» SOURCE
▽

In the comparison we seek, it is sufficient to compare the numerators of Eqs. (3) and (4), as will become clear shortly. Thus, let us begin by looking at the numerator in Eq. (3), which is the covariance between the product score and one of its components, X₁, when X₁ and X₂ are in their original (uncentered) form.

It has been shown that the covariance between a product score and another variable may be written as follows (under multivariate normality, Arnold & Evans, 1979; Bohrnstedt & Goldberger, 1969; Goodman, 1960):

$$ cov\left( AB,C\right)=\upvarepsilon (A)cov\left(B,C\right)+\upvarepsilon (B)cov\left(A,C\right). $$

(5)

The notation ε(A) stands for the expected value of all A’s in the population distribution; alternatively, μ_A. Thus, for our purposes, the numerator in Eq. (3) may be written as:

$$ cov\left(\left({X}_1{X}_2\right),{X}_1\right)=\upvarepsilon \left({X}_1\right)cov\left({X}_1,{X}_2\right)+\upvarepsilon \left({X}_2\right)cov\left({X}_1,{X}_1\right). $$

(6)

Note that the last term in Eq. (6) is actually a variance, hence:

$$ cov\left(\left({X}_1{X}_2\right),{X}_1\right)=\upvarepsilon \left({X}_1\right)cov\left({X}_1,{X}_2\right)+\upvarepsilon \left({X}_2\right)var\left({X}_1\right). $$

(7)

For comparison, let’s next consider the numerator of Eq. (4), which is the covariance of the product score and one of its components when the predictor variables have been mean centered. According to Eq. (5), the covariance between $ \left({X}_1-{\overline{X}}_1\right)\left({X}_2-{\overline{X}}_2\right) $ and $ \left({X}_1-{\overline{X}}_1\right) $ may be written as:

$$ \begin{array}{l}cov\left(\left(\left({X}_1-{\overline{X}}_1\right)\left({X}_2-{\overline{X}}_2\right)\right),\left({X}_1-{\overline{X}}_1\right)\right)\\ {}=\upvarepsilon \left(\left({X}_1-{\overline{X}}_1\right)\right)cov\left(\left({X}_1-{\overline{X}}_1\right),\left({X}_2-{\overline{X}}_2\right)\right)+\upvarepsilon \left(\left({X}_2-{\overline{X}}_2\right)\right)var\left(\left({X}_1-{\overline{X}}_1\right)\right).\end{array} $$

(8)

△

» DATA LINES
▽

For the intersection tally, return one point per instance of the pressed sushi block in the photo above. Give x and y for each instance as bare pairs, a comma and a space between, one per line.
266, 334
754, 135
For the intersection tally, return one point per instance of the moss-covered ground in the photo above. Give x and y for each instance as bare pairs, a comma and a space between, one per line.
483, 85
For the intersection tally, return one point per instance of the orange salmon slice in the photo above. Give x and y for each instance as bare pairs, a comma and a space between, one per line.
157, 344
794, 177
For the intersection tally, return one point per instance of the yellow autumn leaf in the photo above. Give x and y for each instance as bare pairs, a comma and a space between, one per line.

△
▽

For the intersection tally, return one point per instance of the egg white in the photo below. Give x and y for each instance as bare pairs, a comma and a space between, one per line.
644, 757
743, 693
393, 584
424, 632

△

» GIVEN EXERCISE 1
Please return the covariance text word for word, beginning at the words "In the comparison" and stopping after "original (uncentered) form.".
» GIVEN EXERCISE 2
List every work the covariance text cites, with author names and year.

» CORRECT RESPONSE 1
In the comparison we seek, it is sufficient to compare the numerators of Eqs. (3) and (4), as will become clear shortly. Thus, let us begin by looking at the numerator in Eq. (3), which is the covariance between the product score and one of its components, X₁, when X₁ and X₂ are in their original (uncentered) form.

» CORRECT RESPONSE 2
- Arnold & Evans, 1979
- Bohrnstedt & Goldberger, 1969
- Goodman, 1960